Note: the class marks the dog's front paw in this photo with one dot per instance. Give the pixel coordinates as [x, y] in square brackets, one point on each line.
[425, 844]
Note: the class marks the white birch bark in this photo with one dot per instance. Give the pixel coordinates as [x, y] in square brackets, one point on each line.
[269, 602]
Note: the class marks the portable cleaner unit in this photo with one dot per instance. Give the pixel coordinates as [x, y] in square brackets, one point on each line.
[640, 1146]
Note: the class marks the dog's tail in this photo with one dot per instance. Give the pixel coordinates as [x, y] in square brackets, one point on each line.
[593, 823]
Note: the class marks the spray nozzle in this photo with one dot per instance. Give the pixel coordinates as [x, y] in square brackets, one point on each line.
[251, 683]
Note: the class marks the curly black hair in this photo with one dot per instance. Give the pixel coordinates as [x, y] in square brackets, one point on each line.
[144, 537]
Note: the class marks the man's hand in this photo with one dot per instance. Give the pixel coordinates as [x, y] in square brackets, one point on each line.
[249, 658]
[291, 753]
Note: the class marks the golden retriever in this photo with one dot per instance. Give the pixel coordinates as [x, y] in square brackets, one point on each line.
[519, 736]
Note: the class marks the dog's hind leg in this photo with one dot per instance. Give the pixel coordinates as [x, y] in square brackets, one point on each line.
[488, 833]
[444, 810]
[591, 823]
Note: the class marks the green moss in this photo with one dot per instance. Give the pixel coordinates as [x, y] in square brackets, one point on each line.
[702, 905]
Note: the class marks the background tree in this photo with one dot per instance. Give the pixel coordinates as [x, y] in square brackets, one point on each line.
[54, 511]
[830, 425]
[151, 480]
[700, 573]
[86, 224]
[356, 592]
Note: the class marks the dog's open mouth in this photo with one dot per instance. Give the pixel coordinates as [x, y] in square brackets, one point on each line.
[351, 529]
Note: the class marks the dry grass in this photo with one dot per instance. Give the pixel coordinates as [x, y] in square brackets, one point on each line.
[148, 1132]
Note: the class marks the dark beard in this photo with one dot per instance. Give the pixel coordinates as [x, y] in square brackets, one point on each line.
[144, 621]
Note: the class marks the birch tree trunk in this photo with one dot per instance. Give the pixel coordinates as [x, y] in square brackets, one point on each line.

-------

= Direction =
Each line of the material should be echoed exactly.

= Exercise response =
Note: the class marks the dog's front paw in this photo with one dot per instance. Give the pixel coordinates as [x, y] in square brackets, one point on each line.
[425, 844]
Note: the class marks the white birch bark in this photo with one dot per instance. Give the pixel coordinates as [x, y] in square brackets, one point on each line.
[269, 602]
Note: the class marks the portable cleaner unit in this photo with one dot per instance. Give the pixel coordinates as [x, y] in square brackets, one point on each line.
[640, 1146]
Note: the class marks the dog's tail in this photo with one dot per instance. Give the pixel coordinates as [x, y] in square brackets, one point on each line.
[593, 823]
Note: the class marks the spray nozzle in this photo with one dot per instance. Give the pixel coordinates as [x, y] in square brackets, one point on each line.
[251, 683]
Note: the class marks the curly black hair in this photo with one dot per instance. Give the pixel coordinates as [x, y] in square brackets, one point on each line.
[144, 537]
Note: the class marks the man's hand in this photo with one dot per instance. Give the pixel coordinates as [x, y] in square brackets, one point on each line.
[249, 658]
[291, 753]
Note: the class marks the golden retriever in this photo with one dot per instance. Give the pixel coordinates as [x, y] in square brackets, one point on each line.
[519, 736]
Note: the class marks the dog's hind leg in this photo with one dot per instance. Give the pixel coordinates as [x, y] in square brackets, one point on each line.
[488, 833]
[444, 810]
[591, 823]
Note: the class marks the green moss in this photo with one dot per instance. Give the pixel coordinates as [x, y] in square brackets, one point on each line.
[702, 905]
Note: the class marks the background tree in this photo with one dot per instance. Give the pixel coordinates as [x, y] in square brackets, one point on each line.
[54, 511]
[830, 425]
[151, 480]
[700, 573]
[86, 224]
[356, 592]
Note: the class marks the dog's open mouth in this photo with one dot per instance. Give the pixel coordinates as [x, y] in square brackets, one point on each line.
[351, 529]
Note: the class marks the dry grass in this photo with one dot per instance. Give the pixel coordinates as [x, y] in square brackets, one point on each line.
[148, 1132]
Note: the class marks the dark beard in this photo with one dot per instance. Give the pixel coordinates as [x, y] in square brackets, one point on each line.
[144, 621]
Note: the class marks the birch tree trunk in this photo with one dot per instance. Give the pixel coordinates as [x, y] in square brackets, one point on each line.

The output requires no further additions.